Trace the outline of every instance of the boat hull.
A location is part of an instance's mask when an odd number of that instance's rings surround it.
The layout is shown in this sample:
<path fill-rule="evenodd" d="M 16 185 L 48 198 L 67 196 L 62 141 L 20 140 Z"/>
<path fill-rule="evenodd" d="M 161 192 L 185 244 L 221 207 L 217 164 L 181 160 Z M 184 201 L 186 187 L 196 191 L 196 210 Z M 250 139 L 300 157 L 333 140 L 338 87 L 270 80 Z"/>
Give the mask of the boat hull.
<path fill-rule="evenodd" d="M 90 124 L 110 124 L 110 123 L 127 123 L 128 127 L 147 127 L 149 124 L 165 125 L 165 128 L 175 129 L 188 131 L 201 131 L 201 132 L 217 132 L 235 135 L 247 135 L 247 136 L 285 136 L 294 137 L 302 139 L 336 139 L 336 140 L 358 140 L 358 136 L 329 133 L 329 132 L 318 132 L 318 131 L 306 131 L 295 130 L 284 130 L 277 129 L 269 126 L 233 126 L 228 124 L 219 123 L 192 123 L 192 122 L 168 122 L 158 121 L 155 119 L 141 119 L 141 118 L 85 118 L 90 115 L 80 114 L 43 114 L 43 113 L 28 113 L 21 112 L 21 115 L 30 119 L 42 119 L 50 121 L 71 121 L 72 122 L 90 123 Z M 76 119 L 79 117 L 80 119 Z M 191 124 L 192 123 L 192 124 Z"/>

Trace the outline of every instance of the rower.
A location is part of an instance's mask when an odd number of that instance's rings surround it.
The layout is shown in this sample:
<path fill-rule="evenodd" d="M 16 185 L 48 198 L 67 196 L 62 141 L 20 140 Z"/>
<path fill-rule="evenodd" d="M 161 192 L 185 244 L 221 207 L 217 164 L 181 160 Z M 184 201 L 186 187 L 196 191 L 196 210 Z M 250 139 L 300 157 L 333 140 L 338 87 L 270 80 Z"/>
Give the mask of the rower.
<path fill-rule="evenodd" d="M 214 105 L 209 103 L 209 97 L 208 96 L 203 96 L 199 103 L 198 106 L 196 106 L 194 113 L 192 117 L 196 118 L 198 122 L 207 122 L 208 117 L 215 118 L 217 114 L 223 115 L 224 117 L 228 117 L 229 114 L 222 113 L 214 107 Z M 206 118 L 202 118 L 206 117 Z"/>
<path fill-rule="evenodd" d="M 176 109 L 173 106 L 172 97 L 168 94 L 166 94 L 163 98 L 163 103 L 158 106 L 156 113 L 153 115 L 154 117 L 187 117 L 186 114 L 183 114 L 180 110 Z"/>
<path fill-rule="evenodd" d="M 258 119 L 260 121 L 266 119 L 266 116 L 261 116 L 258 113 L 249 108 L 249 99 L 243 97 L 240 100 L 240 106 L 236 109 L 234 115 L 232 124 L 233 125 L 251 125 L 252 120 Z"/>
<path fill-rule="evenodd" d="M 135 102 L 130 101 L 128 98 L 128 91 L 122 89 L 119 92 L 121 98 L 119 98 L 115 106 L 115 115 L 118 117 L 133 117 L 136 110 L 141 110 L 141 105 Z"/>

### [Task goal]
Lay out every line of the records above as a numbered list, leaving out the blank lines.

### [The output]
1. Trace the outline of every instance of the boat hull.
2. A location is part of an instance's mask when an odd number of that instance's rings surround it.
3. The layout is shown in this sample:
4. <path fill-rule="evenodd" d="M 16 185 L 48 198 L 67 196 L 62 141 L 20 140 Z"/>
5. <path fill-rule="evenodd" d="M 161 192 L 185 244 L 221 207 L 217 164 L 181 160 Z M 184 201 L 186 187 L 196 191 L 196 210 Z M 250 139 L 300 157 L 333 140 L 338 87 L 270 80 Z"/>
6. Give the mask of the boat hull.
7. <path fill-rule="evenodd" d="M 90 124 L 110 124 L 110 123 L 127 123 L 128 127 L 147 127 L 149 124 L 165 125 L 165 128 L 175 129 L 188 131 L 201 131 L 201 132 L 217 132 L 235 135 L 247 135 L 247 136 L 285 136 L 294 137 L 302 139 L 336 139 L 336 140 L 358 140 L 358 136 L 329 133 L 329 132 L 318 132 L 318 131 L 306 131 L 295 130 L 284 130 L 277 129 L 269 126 L 233 126 L 228 124 L 219 123 L 192 123 L 192 122 L 168 122 L 158 121 L 155 119 L 141 119 L 141 118 L 85 118 L 90 115 L 80 114 L 43 114 L 43 113 L 28 113 L 21 112 L 21 115 L 30 119 L 42 119 L 50 121 L 71 121 L 72 122 L 90 123 Z M 76 119 L 79 117 L 80 119 Z M 191 124 L 192 123 L 192 124 Z"/>
8. Trace the outline of every instance of the rower.
9. A location is part of an instance's mask when an odd number of that instance's rings surround it.
10. The layout is shown in this sample:
11. <path fill-rule="evenodd" d="M 16 185 L 48 198 L 67 196 L 62 141 L 20 140 Z"/>
12. <path fill-rule="evenodd" d="M 161 192 L 185 244 L 221 207 L 217 164 L 181 160 Z M 184 201 L 186 187 L 196 191 L 196 210 Z M 250 139 L 300 157 L 333 140 L 338 87 L 270 80 Z"/>
13. Give the mask of the rower.
14. <path fill-rule="evenodd" d="M 214 105 L 209 103 L 209 97 L 208 96 L 203 96 L 199 103 L 198 106 L 196 106 L 194 113 L 192 117 L 196 118 L 198 122 L 207 122 L 208 117 L 215 118 L 217 114 L 223 115 L 224 117 L 228 117 L 229 114 L 222 113 L 214 107 Z M 206 118 L 202 118 L 206 117 Z"/>
15. <path fill-rule="evenodd" d="M 176 109 L 173 106 L 172 97 L 168 94 L 166 94 L 163 98 L 163 103 L 158 106 L 156 113 L 153 115 L 154 117 L 187 117 L 186 114 L 183 114 L 180 110 Z"/>
16. <path fill-rule="evenodd" d="M 258 119 L 260 121 L 266 119 L 266 116 L 261 116 L 258 113 L 249 108 L 249 99 L 243 97 L 240 100 L 240 106 L 236 109 L 234 115 L 232 124 L 233 125 L 251 125 L 252 120 Z"/>
17. <path fill-rule="evenodd" d="M 135 102 L 130 101 L 128 98 L 128 91 L 122 89 L 119 92 L 121 98 L 119 98 L 115 106 L 115 115 L 118 117 L 133 117 L 136 110 L 141 110 L 141 105 Z"/>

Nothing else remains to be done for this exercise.